**Objective**
Format every line of the items below as a JSON list of strings, one string per line, with blank lines omitted. Leave the pictures out of your answer.
::::::::::
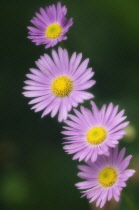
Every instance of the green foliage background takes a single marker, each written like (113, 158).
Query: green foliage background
(35, 171)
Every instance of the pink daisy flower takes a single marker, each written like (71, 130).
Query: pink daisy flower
(92, 133)
(51, 25)
(105, 178)
(59, 83)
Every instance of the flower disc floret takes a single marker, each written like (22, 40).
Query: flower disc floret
(107, 176)
(96, 135)
(53, 31)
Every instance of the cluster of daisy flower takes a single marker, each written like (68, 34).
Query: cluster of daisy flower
(59, 83)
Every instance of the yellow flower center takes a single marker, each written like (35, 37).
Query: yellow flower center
(62, 86)
(96, 135)
(53, 31)
(107, 177)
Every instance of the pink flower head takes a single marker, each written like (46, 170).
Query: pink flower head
(105, 178)
(50, 25)
(59, 83)
(92, 133)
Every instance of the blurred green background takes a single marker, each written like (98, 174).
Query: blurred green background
(35, 171)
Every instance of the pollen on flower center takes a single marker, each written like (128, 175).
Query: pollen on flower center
(107, 176)
(53, 31)
(62, 86)
(96, 135)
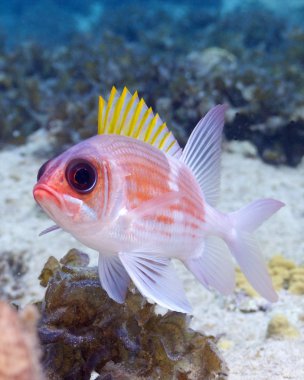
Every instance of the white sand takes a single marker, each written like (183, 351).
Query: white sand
(244, 179)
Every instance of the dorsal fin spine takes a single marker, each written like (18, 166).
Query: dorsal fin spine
(143, 120)
(110, 103)
(101, 106)
(158, 132)
(163, 140)
(126, 112)
(150, 127)
(126, 115)
(136, 114)
(170, 146)
(129, 125)
(117, 111)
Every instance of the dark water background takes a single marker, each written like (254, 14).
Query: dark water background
(183, 57)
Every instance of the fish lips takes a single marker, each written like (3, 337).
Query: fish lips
(45, 196)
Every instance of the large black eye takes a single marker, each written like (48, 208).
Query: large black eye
(81, 175)
(42, 170)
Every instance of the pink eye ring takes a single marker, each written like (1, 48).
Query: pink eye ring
(81, 176)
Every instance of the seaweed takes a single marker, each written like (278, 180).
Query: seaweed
(82, 330)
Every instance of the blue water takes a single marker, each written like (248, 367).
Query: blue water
(59, 50)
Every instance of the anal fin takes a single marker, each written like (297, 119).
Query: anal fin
(155, 279)
(214, 268)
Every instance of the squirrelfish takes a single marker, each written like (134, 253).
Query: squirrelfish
(132, 194)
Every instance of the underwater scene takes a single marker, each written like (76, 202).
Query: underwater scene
(143, 145)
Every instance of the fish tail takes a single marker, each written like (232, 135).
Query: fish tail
(244, 247)
(213, 267)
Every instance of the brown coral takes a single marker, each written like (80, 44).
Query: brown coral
(82, 330)
(18, 344)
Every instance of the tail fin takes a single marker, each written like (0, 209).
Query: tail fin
(244, 248)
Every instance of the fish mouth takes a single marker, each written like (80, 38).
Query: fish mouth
(44, 192)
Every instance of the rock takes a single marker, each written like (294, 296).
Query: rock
(280, 328)
(82, 330)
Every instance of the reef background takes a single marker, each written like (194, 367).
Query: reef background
(183, 57)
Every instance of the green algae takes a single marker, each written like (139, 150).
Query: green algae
(82, 330)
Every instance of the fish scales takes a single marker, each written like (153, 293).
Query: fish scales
(132, 194)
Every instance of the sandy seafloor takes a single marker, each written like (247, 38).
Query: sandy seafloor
(244, 178)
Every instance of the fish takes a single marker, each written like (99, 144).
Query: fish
(135, 196)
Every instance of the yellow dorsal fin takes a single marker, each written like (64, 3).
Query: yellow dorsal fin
(125, 114)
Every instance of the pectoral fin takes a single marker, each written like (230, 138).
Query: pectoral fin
(49, 229)
(155, 279)
(113, 277)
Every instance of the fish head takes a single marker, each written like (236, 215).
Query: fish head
(72, 187)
::::::::::
**The reply**
[
  "Every instance of the green foliage background takes a single marker, each written like (113, 158).",
  "Query: green foliage background",
  "(35, 171)",
  "Every instance of the pink daisy flower takes a single marker, each written like (71, 130).",
  "Query: pink daisy flower",
  "(92, 133)",
  "(51, 25)",
  "(105, 178)",
  "(59, 83)",
  "Every instance of the flower disc floret takes a single marker, each written like (22, 40).",
  "Query: flower disc floret",
  "(107, 176)",
  "(96, 135)",
  "(53, 31)",
  "Every instance of the cluster of daisy flower takes a single marker, each written like (68, 34).",
  "Query: cluster of daisy flower",
  "(59, 83)",
  "Every instance of the yellow flower center takes a single marker, each written like (35, 37).",
  "Query: yellow flower center",
  "(62, 86)",
  "(96, 135)",
  "(53, 31)",
  "(107, 177)",
  "Every instance of the pink flower head takes a single marker, each written like (46, 170).",
  "Query: pink flower head",
  "(105, 178)",
  "(50, 25)",
  "(59, 83)",
  "(92, 133)",
  "Every instance of the blurred green background takes a single marker, each written like (98, 174).",
  "Query: blurred green background",
  "(35, 171)",
  "Every instance of the pollen on flower center takes a single marker, each written like (128, 175).",
  "Query: pollen on flower center",
  "(107, 176)",
  "(53, 31)",
  "(62, 86)",
  "(96, 135)",
  "Every instance of the white sand takes a single marker, each written like (183, 351).",
  "Query: white sand",
  "(244, 179)",
  "Every instance of the dorsal fin spine takes a single marker, each written like (18, 166).",
  "Query: dorsal fin spine",
  "(143, 120)",
  "(110, 103)",
  "(101, 106)",
  "(158, 132)",
  "(163, 140)",
  "(126, 112)",
  "(150, 127)",
  "(126, 115)",
  "(136, 114)",
  "(170, 146)",
  "(129, 125)",
  "(117, 111)",
  "Every instance of the dark water background takes a single marker, each written like (254, 14).",
  "Query: dark water background",
  "(183, 57)",
  "Every instance of the fish lips takes a single marker, each written like (3, 337).",
  "Query: fish lips",
  "(45, 196)",
  "Every instance of the large black eye takes a single marker, each written like (48, 208).",
  "Query: large black eye",
  "(81, 175)",
  "(42, 170)",
  "Every instance of the pink eye ring takes a single marker, each written like (1, 48).",
  "Query: pink eye ring",
  "(81, 176)",
  "Every instance of the seaweed takes a single marker, each written like (278, 180).",
  "Query: seaweed",
  "(82, 330)",
  "Every instance of the blue water takes a single marker, each written like (248, 367).",
  "Query: blue water",
  "(59, 50)",
  "Every instance of the anal fin takes a single marker, each written like (297, 119).",
  "Query: anal fin",
  "(155, 279)",
  "(214, 268)",
  "Every instance of the squirrelfish takes a single marker, each written like (134, 253).",
  "Query: squirrelfish",
  "(132, 194)",
  "Every instance of the underwater scene takes a single marker, each written like (76, 202).",
  "Query: underwater scene",
  "(143, 145)",
  "Every instance of the fish tail takes a single marker, each written like (232, 135).",
  "Query: fish tail",
  "(244, 247)",
  "(213, 267)",
  "Every instance of the brown coral takes a single marker, each written like (80, 44).",
  "Query: brown coral",
  "(82, 330)",
  "(18, 344)",
  "Every instance of the tail fin takes a single marker, each written like (0, 209).",
  "Query: tail fin",
  "(244, 248)",
  "Every instance of the fish mouth takes a single marker, each written like (80, 38).",
  "Query: fish mouth",
  "(44, 192)",
  "Every instance of the rock takes a single marker, each written like (294, 296).",
  "Query: rock",
  "(280, 328)",
  "(82, 330)",
  "Every instance of the reef background takes a single marker, each written like (194, 367).",
  "Query: reef background",
  "(183, 57)",
  "Every instance of the green algae takes a single marker, each written like (139, 150).",
  "Query: green algae",
  "(82, 330)",
  "Every instance of the fish scales takes a single marker, each written like (153, 293).",
  "Query: fish scales",
  "(132, 194)",
  "Every instance of the sandy seafloor takes a single marker, each written like (247, 38).",
  "Query: sandy seafloor",
  "(244, 178)",
  "Every instance of the fish takes a single marker, each written like (99, 144).",
  "Query: fish",
  "(135, 196)",
  "Every instance of the yellow dorsal fin takes a single marker, each written like (64, 3).",
  "Query: yellow dorsal fin",
  "(125, 114)",
  "Every instance of the pectoral fin takes a single marker, each written like (230, 138).",
  "Query: pectoral fin",
  "(49, 229)",
  "(155, 279)",
  "(113, 277)",
  "Every instance of the fish head takes a single marker, each written like (236, 215).",
  "Query: fish head",
  "(72, 187)"
]